## Input
'''

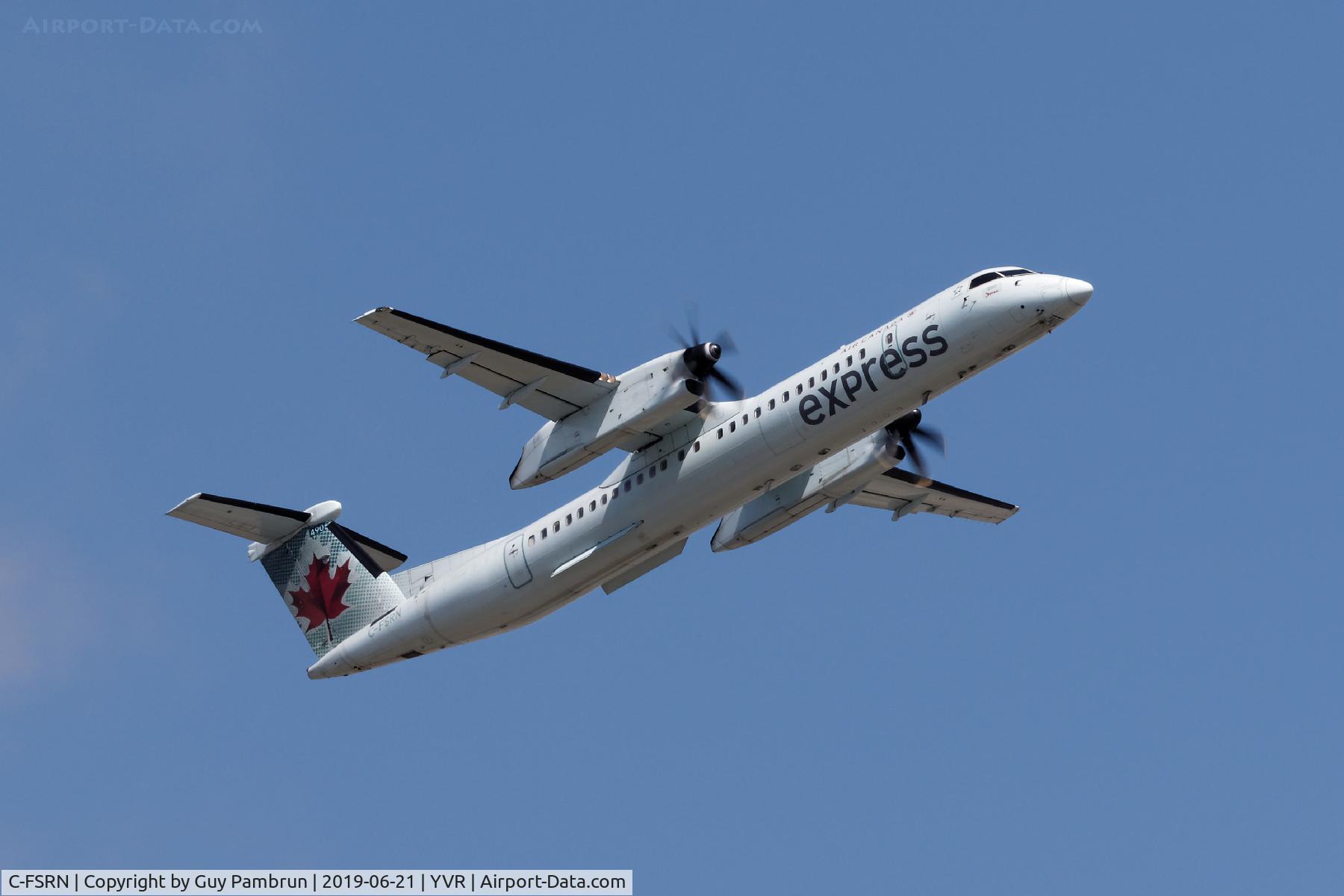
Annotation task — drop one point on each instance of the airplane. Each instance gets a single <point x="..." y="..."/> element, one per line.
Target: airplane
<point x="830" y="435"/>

'''
'''

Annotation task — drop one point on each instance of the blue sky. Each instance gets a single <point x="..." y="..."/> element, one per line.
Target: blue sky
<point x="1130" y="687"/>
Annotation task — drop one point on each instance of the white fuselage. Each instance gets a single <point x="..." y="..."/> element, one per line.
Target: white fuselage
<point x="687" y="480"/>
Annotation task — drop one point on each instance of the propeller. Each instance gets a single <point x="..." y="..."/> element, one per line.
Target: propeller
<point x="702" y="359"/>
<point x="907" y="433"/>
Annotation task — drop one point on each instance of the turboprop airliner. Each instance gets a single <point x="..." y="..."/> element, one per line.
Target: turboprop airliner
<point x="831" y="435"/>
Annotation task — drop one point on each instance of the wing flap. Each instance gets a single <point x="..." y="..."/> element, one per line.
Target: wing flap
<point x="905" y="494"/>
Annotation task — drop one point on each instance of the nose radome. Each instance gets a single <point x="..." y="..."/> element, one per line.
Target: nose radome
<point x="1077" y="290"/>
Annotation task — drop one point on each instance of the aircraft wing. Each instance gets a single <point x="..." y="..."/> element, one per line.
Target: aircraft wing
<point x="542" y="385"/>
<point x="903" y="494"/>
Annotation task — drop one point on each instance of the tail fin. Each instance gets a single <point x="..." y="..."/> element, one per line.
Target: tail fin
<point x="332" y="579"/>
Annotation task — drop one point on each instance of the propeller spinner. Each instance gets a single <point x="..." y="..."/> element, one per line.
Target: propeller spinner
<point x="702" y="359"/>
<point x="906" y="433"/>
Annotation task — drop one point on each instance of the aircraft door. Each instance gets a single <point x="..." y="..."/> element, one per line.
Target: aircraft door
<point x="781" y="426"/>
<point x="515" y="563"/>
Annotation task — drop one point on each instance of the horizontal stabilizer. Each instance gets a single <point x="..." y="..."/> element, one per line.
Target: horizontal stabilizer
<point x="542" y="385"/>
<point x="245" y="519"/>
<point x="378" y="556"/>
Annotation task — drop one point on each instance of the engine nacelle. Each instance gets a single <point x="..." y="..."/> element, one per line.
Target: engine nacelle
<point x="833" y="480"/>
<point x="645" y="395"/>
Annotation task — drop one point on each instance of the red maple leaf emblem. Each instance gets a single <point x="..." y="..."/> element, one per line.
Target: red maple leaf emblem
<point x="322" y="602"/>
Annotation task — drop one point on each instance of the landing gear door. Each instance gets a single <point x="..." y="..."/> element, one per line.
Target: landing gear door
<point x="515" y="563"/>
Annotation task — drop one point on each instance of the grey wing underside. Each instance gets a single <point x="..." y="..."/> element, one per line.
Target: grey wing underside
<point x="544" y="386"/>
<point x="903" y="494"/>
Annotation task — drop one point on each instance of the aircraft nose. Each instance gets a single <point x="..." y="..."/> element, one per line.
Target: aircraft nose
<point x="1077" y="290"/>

'''
'''

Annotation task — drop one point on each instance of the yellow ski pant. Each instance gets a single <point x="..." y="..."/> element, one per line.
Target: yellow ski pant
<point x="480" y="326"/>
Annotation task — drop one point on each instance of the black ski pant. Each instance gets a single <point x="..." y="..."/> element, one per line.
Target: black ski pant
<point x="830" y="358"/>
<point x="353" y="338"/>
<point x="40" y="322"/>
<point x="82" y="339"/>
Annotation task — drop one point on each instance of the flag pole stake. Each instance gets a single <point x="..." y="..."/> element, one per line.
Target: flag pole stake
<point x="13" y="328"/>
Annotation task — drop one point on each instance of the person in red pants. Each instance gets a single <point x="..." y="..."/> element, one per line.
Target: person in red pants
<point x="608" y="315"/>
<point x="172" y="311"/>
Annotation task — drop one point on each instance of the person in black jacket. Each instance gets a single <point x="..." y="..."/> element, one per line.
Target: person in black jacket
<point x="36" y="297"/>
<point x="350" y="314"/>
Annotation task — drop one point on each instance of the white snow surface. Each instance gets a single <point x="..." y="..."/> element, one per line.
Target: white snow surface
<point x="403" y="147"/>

'''

## Task to carry out
What is needed is a verbatim copy of every line in the records above from the one containing "of the nose" down to the one containing "of the horizontal", both included, and nothing more.

## Finished task
Annotation task — drop one point on each instance of the nose radome. Each instance gets a single <point x="..." y="..."/> element, one per line.
Target: nose radome
<point x="1077" y="290"/>
Annotation task — drop one point on each instance of the aircraft wing. Each instance gets a single <point x="..." y="..."/> element, one per line.
Target: aircraft wing
<point x="542" y="385"/>
<point x="903" y="494"/>
Annotation task — drop one point on each instance of the tail fin. Each instance gets a single <point x="..." y="..."/> element, one per line.
Target: tail fin
<point x="332" y="579"/>
Annotation task — drop one point on each instance of the propeller spinner. Each instance gets a single <point x="..." y="..."/> element, one per line.
Target: propeller spinner
<point x="702" y="359"/>
<point x="906" y="433"/>
Annotation task — drop one point on each instance of the aircraft door. Each instance gets a single <point x="..." y="..."/> element, one per line.
Target: aircraft door
<point x="781" y="426"/>
<point x="515" y="563"/>
Annotation task — drop one point on each instance of the horizontal stabilizer. Each instance gets a single <point x="..." y="..."/> element, one per line.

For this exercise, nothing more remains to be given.